What needs to be done: Continue the passage on iron-titanium oxyhydroxide phases at mantle transition zone pressures, starting right after its last sentence.

Selection:
━━━━━━━━━━━━━━━━━━━━

We experimentally explored phase relations in the System FeOOH-TiO2 at pressures of 16 GPa and temperatures of 1000–1600 °C, which corresponds to conditions of the Earth’s mantle transition zone. Analyses of the recovered samples revealed that, in the studied conditions, there are two stable iron-titanium oxyhydroxide phases whose estimated composition is expressed by (FeH)1-x, TixO2. One is the Fe-rich solid solution (x < 0.23) with ε-FeOOH type crystal structure (orthorhombic, P21nm), and the other is the more Ti-rich solid solution (x > 0.35) with α-PbO2 type structure (orthorhombic. Pbcn). The ε-FeOOH phase is stable up to -1100 °C irrespective of chemical composition, whereas the α-PbO2 type phase is stable up to 1500 °C for a composition of x = 0.5 and at least to 1600 °C for x = 0.75, and thus the α-PbO2 type phase is stable at average mantle temperature in the Earth’s mantle transition zone. Iron-titanium-rich phases found previously in basalt + H2O System are estimated to be the ε-FeOOH and α-PbO2 type phases where the phase with iron-rich composition found at relatively low temperature (< 1100 °C) is ε-FeOOH phase and the phase with titanium-rich composition is α-PbO2 type phase. The α-PbO2 type and ε-FeOOH phases may be stable in the subducted basaltic crust at pressures in the mantle transition zone under water-rich conditions.

━━━━━━━━━━━━━━━━━━━━

Supplied entries:
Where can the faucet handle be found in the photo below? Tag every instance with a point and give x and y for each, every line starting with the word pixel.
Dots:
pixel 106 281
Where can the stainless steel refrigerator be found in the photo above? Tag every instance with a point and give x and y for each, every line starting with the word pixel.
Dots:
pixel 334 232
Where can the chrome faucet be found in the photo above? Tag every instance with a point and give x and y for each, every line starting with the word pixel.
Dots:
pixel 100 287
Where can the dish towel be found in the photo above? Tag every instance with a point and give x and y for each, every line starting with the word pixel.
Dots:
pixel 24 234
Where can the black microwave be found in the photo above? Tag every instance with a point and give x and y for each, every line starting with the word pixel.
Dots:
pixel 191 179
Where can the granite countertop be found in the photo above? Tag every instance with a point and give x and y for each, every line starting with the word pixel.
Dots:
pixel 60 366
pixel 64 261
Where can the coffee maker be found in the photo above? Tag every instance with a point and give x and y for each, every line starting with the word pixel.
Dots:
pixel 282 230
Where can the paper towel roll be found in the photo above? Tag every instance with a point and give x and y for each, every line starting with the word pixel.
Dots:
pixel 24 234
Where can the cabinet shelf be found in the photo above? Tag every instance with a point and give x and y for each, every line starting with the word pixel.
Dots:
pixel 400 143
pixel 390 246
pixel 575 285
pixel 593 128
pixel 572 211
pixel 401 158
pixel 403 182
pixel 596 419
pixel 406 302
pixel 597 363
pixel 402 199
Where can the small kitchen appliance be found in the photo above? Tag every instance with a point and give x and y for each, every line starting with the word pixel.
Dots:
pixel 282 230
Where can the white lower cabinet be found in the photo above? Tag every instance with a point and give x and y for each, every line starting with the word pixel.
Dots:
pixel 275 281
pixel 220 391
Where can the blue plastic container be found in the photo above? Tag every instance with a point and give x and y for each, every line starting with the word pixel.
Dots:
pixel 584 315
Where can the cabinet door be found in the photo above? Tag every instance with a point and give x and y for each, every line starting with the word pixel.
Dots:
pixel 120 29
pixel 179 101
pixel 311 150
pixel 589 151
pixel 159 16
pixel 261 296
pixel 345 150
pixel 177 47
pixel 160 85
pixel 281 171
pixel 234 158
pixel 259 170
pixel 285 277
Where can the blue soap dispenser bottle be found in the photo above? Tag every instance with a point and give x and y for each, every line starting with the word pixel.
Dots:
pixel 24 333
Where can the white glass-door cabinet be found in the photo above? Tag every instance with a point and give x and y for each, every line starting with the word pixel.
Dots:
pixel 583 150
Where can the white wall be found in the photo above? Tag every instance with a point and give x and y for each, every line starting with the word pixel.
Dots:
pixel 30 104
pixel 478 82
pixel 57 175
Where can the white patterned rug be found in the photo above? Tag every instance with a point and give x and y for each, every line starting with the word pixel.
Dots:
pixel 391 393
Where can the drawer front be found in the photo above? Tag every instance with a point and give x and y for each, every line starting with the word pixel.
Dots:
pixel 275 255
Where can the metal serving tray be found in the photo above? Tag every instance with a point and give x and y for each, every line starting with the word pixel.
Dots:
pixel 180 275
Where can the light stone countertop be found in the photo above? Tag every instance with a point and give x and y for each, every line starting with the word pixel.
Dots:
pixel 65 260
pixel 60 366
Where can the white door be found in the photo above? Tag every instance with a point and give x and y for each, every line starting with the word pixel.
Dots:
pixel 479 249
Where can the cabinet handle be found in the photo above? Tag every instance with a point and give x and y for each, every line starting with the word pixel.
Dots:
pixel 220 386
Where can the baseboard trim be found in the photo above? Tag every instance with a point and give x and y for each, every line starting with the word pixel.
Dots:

━━━━━━━━━━━━━━━━━━━━

Response to the exercise:
Keywords: Mantle transition zone; water, titanium; hydrous mineral; basaltic crust

These authors contributed equally to this work

Acknowledgments

We thank Y. Seto for his technical assistance in analyses using scanning electron microscope, and M. Hashimoto, K. Fuke, T. Shinmei, and T. Inoue for their assistance in sample preparation and high-pressure and high-temperature experiments. This work was supported by Grant-in-Aid for Scientific Research (B) (22340161) and for Scientific Research on Innovative Areas (21109004), and Women’s Future Development Center in Ehime University. Constructive comments by G. Bromiley and T. Kawamoto are appreciated. Author Contributions: Y.N. performed the high-pressure experiments, X-ray diffraction, and FTIR measurements. K.N.M. discovered the iron-titanium oxyhydroxides in basalt + H2O System, and performed SEM-EDS analysis. Both authors designed the research methodology, wrote the paper, and approved the final manuscript.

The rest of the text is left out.